§ **What is expected**
Repeat all of the records verbatim.

________________

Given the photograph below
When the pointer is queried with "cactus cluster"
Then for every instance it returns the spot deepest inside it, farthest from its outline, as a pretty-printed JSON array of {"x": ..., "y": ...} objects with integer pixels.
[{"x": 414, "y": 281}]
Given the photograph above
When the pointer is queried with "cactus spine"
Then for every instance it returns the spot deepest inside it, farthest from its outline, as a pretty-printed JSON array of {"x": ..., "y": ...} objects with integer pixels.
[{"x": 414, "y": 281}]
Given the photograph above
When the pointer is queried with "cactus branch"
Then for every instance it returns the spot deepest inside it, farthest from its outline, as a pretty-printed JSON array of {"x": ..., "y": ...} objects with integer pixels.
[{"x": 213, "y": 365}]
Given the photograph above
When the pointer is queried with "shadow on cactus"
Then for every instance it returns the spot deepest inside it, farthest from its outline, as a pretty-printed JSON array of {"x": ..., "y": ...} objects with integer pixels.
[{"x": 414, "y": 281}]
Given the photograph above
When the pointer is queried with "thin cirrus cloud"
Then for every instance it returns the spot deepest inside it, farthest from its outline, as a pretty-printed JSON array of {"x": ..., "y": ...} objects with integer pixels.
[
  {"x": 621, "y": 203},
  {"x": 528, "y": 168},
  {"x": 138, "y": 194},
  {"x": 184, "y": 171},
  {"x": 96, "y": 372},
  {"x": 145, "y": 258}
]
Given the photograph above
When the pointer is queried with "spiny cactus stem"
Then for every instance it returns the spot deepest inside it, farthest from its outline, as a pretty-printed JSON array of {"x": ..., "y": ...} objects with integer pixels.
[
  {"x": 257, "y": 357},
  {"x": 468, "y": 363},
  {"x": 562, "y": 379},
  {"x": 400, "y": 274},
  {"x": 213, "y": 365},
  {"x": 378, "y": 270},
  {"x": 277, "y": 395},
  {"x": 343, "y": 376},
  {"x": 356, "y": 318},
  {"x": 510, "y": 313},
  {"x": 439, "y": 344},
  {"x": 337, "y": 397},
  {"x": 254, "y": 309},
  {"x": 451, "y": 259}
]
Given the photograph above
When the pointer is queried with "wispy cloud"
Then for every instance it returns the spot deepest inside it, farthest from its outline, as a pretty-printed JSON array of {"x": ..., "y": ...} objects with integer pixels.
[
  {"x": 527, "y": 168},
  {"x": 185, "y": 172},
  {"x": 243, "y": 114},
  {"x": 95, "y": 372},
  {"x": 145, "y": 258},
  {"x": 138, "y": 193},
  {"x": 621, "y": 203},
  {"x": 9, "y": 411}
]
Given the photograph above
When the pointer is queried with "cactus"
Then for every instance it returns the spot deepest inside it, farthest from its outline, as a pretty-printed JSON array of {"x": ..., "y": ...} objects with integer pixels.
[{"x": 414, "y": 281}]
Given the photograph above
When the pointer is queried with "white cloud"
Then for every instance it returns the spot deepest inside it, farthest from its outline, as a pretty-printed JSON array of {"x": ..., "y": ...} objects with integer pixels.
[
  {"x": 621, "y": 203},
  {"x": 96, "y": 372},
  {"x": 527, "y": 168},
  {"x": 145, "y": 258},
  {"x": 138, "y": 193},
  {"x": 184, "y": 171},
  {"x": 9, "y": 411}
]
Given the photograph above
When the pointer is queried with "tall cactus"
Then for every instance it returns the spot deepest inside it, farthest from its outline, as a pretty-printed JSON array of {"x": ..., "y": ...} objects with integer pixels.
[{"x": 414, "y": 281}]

________________

§ **Written answer**
Given the photograph below
When the pointer is queried with "cactus cluster"
Then for every instance it returns the spot deepest inside it, farthest from its outline, as a pretty-printed JSON array of {"x": ..., "y": ...} objects with integer pixels.
[{"x": 414, "y": 281}]
Given the photograph above
When the pointer is queried with "cactus spine"
Then for every instance it returns the spot deepest inside it, farthest from its outline, as a pretty-printed JSON array of {"x": ..., "y": ...} objects with integer pixels.
[{"x": 414, "y": 281}]
Given the photograph above
When the pointer is queried with "cactus branch"
Then for every instance it returns the spot deepest inside it, farthest from its outline, as a pretty-printed JSON array of {"x": ..., "y": ...} objects with integer pixels.
[{"x": 213, "y": 365}]
Given the photograph above
When the pointer is queried with "shadow on cactus"
Then for every instance it returns the spot deepest inside it, farthest from its outline, as a pretty-printed JSON array of {"x": ..., "y": ...} objects with integer pixels.
[{"x": 414, "y": 281}]
Given the photograph above
When the pointer is queried with "thin cirrus cloud"
Then for every instance it returns the spot deepest inside it, farthest from its outline, as a pretty-printed JSON array of {"x": ..., "y": ...} objects with integer pixels.
[
  {"x": 621, "y": 203},
  {"x": 528, "y": 168},
  {"x": 138, "y": 194},
  {"x": 184, "y": 171},
  {"x": 96, "y": 372},
  {"x": 145, "y": 258}
]
Given the photograph above
When the pointer is queried with "spiny cactus stem"
Then for every instance it returns the spot deepest inside it, farthest from its outline, as a pretty-printed JSON array of {"x": ..., "y": ...} objects with integer pixels.
[
  {"x": 257, "y": 357},
  {"x": 468, "y": 363},
  {"x": 562, "y": 379},
  {"x": 400, "y": 274},
  {"x": 213, "y": 365},
  {"x": 378, "y": 270},
  {"x": 277, "y": 395},
  {"x": 343, "y": 376},
  {"x": 356, "y": 318},
  {"x": 510, "y": 313},
  {"x": 439, "y": 344},
  {"x": 337, "y": 397},
  {"x": 254, "y": 309},
  {"x": 451, "y": 259}
]
Given the photograph above
When the pointer is queried with "wispy cloud"
Then for every instance it returns the spot deepest inside it, farthest from its outline, as a pretty-printed JSON array of {"x": ..., "y": ...} objects with integer pixels.
[
  {"x": 527, "y": 168},
  {"x": 185, "y": 172},
  {"x": 243, "y": 114},
  {"x": 95, "y": 372},
  {"x": 145, "y": 258},
  {"x": 138, "y": 193},
  {"x": 621, "y": 203},
  {"x": 9, "y": 411}
]
Given the photograph above
When the pointer is queried with "cactus"
Then for every instance it returns the spot deepest inside it, farthest from its outline, as a pretty-printed JSON array of {"x": ..., "y": ...} objects with integer pixels.
[{"x": 414, "y": 281}]
Given the photograph above
When the pointer is queried with "white cloud"
Then for every instance it returns the spot deepest inside it, farthest from its outline, as a pretty-printed JSON array of {"x": ..., "y": ...} objects with integer pixels.
[
  {"x": 621, "y": 203},
  {"x": 96, "y": 372},
  {"x": 527, "y": 168},
  {"x": 145, "y": 258},
  {"x": 138, "y": 193},
  {"x": 184, "y": 171},
  {"x": 9, "y": 411}
]
Given the photograph above
When the pointer is queried with "tall cactus"
Then for every instance it returns the spot deepest inside it, farthest from its outline, as a pretty-printed JSON array of {"x": ..., "y": ...} objects with integer pixels.
[{"x": 414, "y": 281}]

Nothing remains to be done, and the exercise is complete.